** ACTION ITEM **
In the news report below about peyote found during a traffic stop, how many cactus plants did the officer find growing in the sand?
Start of TEXT SECTION
Peyote found in traffic stop
Two men were arrested Saturday after Sallisaw police found more then 100 peyote plants growing in containers in the backseat of their vehicle.
Harry Joseph Scott, 54, and Clayton Preston, 34, both of Virginia, were booked into the Sallisaw City Jail on drug-related offenses. Scott was released on a $30,000 bond Wednesday and Preston was released May 31 after posting a $30,000 bond.
According to the police report, Scott was driving a silver four-door vehicle near the intersection of Cherokee and Wheeler Avenue when he made an illegal left turn. Sallisaw Police Officer Billy Oliver pulled him over. When Oliver approached the vehicle he noticed the passenger, Preston, breathing heavy and acting suspicious. When Oliver asked Scott for his driver’s license information, Oliver noticed Scott’s hand was trembling and he was acting nervous.
Oliver asked Scott and Preston where they were coming from and where they were going and both men gave conflicting stories. Oliver asked Scott and Clayton to search the vehicle because the two men were acting suspicious and giving conflicting stories.
According to the report Lt. John Owens arrived soon after the stop and a K-9 unit was called in to help. After the dog alerted officers to possible drugs Oliver began a search of the vehicle. Oliver found three plastic containers containing sand. He reported that growing in the sand were 141 cactus plants. After researching the plants they were discovered to be a psychoactive substance that contains mescaline, Oliver reported.
End of TEXT SECTION
Start of MATERIAL PROVIDED
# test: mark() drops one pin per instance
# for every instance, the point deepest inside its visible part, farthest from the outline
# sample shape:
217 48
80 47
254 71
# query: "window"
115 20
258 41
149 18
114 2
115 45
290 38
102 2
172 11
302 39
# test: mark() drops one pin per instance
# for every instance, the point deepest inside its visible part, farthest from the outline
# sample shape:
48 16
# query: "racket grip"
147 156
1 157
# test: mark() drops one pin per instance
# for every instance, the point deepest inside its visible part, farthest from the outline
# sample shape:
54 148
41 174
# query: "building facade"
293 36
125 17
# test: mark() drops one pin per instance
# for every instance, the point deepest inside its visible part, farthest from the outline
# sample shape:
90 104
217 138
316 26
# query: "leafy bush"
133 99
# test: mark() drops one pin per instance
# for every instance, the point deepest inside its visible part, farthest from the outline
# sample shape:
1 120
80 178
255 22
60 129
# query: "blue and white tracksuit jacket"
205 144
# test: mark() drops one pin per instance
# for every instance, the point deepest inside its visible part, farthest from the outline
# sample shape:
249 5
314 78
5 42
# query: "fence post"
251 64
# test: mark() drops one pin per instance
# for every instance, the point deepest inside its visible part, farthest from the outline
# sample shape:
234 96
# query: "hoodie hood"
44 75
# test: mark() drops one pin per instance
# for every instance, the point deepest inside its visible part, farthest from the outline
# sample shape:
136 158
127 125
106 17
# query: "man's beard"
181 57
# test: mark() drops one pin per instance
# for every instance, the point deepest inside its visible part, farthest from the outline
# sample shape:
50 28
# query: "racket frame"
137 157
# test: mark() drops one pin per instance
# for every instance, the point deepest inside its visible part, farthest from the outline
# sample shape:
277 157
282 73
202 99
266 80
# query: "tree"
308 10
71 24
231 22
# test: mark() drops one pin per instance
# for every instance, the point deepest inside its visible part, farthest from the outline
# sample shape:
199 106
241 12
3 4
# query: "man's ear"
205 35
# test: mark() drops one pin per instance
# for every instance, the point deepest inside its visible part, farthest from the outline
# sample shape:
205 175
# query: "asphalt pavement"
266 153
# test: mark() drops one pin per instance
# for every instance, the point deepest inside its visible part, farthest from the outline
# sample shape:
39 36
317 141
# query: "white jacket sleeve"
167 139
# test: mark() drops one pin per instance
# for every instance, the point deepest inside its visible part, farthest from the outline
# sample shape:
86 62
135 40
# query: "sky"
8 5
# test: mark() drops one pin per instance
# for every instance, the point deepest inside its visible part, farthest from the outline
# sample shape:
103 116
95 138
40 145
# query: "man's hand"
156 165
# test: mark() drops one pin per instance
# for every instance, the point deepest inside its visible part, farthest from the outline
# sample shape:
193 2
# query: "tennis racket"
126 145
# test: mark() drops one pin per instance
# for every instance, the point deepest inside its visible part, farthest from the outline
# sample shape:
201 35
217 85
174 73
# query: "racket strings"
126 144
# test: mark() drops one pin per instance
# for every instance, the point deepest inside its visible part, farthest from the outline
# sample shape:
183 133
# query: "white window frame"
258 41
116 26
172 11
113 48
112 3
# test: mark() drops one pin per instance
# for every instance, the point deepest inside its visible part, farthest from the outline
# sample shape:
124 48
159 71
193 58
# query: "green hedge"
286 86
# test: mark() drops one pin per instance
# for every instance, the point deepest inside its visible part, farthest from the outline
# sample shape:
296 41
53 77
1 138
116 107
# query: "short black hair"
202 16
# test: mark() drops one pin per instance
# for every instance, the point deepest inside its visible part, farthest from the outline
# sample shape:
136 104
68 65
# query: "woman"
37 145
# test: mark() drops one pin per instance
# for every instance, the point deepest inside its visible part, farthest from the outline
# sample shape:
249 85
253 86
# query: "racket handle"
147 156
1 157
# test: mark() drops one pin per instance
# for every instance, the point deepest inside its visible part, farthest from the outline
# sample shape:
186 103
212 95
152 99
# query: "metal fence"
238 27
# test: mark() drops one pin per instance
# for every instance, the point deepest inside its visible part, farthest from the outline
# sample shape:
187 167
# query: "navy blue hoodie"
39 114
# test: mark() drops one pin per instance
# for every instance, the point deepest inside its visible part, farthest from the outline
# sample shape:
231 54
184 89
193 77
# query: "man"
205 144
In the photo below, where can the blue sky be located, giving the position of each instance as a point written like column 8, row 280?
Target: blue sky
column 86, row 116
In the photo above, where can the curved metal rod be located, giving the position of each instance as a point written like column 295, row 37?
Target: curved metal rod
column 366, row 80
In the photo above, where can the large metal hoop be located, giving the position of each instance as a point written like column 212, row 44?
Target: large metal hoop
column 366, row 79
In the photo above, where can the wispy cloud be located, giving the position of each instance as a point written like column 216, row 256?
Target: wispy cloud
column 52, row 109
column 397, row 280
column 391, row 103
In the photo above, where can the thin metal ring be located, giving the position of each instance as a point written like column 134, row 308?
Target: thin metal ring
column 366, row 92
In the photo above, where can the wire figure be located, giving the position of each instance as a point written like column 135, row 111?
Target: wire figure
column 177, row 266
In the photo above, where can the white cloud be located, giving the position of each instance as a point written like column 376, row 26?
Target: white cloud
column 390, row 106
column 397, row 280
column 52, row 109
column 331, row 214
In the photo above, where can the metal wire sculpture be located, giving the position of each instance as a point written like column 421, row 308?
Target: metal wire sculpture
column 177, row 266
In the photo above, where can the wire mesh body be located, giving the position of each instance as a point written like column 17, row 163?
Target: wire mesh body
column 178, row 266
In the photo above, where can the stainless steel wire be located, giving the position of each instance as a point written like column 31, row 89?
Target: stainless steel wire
End of MATERIAL PROVIDED
** ANSWER TO THIS TASK **
141 cactus plants.